-- EXTRACTED INFORMATION follows --

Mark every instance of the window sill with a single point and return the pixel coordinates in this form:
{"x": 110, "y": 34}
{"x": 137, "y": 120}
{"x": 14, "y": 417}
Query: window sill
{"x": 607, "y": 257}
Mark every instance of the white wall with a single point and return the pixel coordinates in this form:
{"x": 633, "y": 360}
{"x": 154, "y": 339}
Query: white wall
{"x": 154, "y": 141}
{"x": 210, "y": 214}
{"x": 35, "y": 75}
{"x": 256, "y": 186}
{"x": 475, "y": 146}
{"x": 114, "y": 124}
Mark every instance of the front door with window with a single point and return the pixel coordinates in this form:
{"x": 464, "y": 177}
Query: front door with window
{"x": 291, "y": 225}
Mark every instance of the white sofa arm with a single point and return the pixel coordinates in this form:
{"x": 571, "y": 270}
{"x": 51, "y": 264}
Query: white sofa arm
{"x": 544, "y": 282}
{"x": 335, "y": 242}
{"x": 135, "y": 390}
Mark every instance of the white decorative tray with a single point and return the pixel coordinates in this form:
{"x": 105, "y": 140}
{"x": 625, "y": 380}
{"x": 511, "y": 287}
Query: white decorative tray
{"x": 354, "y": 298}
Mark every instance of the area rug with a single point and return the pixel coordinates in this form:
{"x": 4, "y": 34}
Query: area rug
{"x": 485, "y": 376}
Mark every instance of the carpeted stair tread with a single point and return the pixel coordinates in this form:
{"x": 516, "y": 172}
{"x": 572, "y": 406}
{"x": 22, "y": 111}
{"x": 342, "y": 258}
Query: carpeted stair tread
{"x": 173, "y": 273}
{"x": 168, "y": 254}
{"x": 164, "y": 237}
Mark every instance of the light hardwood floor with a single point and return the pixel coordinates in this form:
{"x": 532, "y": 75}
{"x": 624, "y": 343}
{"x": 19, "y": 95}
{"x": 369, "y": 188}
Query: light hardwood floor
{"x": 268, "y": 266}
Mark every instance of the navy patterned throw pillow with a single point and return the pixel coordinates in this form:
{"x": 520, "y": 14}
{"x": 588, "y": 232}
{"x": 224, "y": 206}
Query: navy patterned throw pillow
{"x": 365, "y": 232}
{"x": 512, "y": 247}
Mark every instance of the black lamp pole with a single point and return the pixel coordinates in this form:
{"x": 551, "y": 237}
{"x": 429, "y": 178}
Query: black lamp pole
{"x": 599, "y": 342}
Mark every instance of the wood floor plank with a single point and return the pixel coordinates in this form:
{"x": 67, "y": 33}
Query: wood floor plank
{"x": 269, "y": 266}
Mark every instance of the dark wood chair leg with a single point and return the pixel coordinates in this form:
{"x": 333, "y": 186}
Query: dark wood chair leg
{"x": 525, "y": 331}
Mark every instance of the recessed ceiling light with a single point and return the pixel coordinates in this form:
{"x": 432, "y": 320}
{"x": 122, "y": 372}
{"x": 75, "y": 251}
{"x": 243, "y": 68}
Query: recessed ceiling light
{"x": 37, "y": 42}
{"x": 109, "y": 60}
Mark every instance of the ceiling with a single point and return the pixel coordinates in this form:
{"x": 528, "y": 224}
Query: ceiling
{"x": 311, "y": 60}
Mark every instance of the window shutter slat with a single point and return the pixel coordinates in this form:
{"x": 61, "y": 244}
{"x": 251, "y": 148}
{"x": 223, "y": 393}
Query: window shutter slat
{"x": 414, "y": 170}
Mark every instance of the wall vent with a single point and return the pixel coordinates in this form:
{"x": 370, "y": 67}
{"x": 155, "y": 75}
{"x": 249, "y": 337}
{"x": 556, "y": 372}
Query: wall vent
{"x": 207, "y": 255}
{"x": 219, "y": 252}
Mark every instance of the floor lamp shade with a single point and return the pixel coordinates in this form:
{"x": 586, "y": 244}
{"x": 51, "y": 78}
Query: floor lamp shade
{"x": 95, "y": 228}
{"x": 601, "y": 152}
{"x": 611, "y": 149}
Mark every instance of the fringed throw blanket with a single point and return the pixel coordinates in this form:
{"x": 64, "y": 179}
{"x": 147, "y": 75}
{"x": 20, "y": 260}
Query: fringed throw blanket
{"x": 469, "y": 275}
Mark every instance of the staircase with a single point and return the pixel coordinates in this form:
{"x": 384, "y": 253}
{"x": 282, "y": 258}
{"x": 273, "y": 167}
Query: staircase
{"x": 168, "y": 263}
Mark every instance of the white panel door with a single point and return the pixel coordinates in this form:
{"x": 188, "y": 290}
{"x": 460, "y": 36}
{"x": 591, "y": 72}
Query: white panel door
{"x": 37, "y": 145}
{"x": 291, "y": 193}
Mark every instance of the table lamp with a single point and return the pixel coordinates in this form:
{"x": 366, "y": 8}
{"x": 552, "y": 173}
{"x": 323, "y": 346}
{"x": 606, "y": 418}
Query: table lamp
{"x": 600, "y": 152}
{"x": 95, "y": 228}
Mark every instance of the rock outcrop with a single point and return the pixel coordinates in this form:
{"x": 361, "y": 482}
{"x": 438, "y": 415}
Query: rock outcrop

-- EXTRACTED INFORMATION concluded --

§ **WORK REQUEST**: What is needed is an exact repetition of the lines from the first line of the records through the line containing "Mark every instance of the light", both ends included, and nothing more.

§ **EXPECTED ANSWER**:
Mark every instance of the window sill with a single point and return the pixel coordinates in this form:
{"x": 110, "y": 34}
{"x": 137, "y": 120}
{"x": 14, "y": 417}
Query: window sill
{"x": 607, "y": 257}
Mark every instance of the white wall with a single point and return the pixel coordinates in this form:
{"x": 633, "y": 360}
{"x": 154, "y": 339}
Query: white wall
{"x": 154, "y": 141}
{"x": 210, "y": 214}
{"x": 35, "y": 75}
{"x": 256, "y": 186}
{"x": 475, "y": 146}
{"x": 114, "y": 124}
Mark every instance of the front door with window with a single point and return the pixel coordinates in this form:
{"x": 464, "y": 177}
Query: front door with window
{"x": 291, "y": 225}
Mark every instance of the white sofa arm with a single point and return the pixel coordinates in this form:
{"x": 571, "y": 270}
{"x": 51, "y": 264}
Query: white sofa arm
{"x": 544, "y": 282}
{"x": 335, "y": 242}
{"x": 135, "y": 390}
Mark every instance of the white decorative tray with a single point and return the pixel coordinates in this form:
{"x": 105, "y": 140}
{"x": 625, "y": 380}
{"x": 511, "y": 287}
Query: white decorative tray
{"x": 354, "y": 298}
Mark every instance of the area rug with a single point and return the pixel coordinates in this form:
{"x": 4, "y": 34}
Query: area rug
{"x": 485, "y": 376}
Mark every instance of the carpeted stair tread with a single point and return the pixel coordinates in this form:
{"x": 516, "y": 172}
{"x": 572, "y": 406}
{"x": 22, "y": 111}
{"x": 342, "y": 258}
Query: carpeted stair tread
{"x": 173, "y": 273}
{"x": 168, "y": 254}
{"x": 164, "y": 237}
Mark every instance of the light hardwood floor with a single point and return the pixel coordinates in this form:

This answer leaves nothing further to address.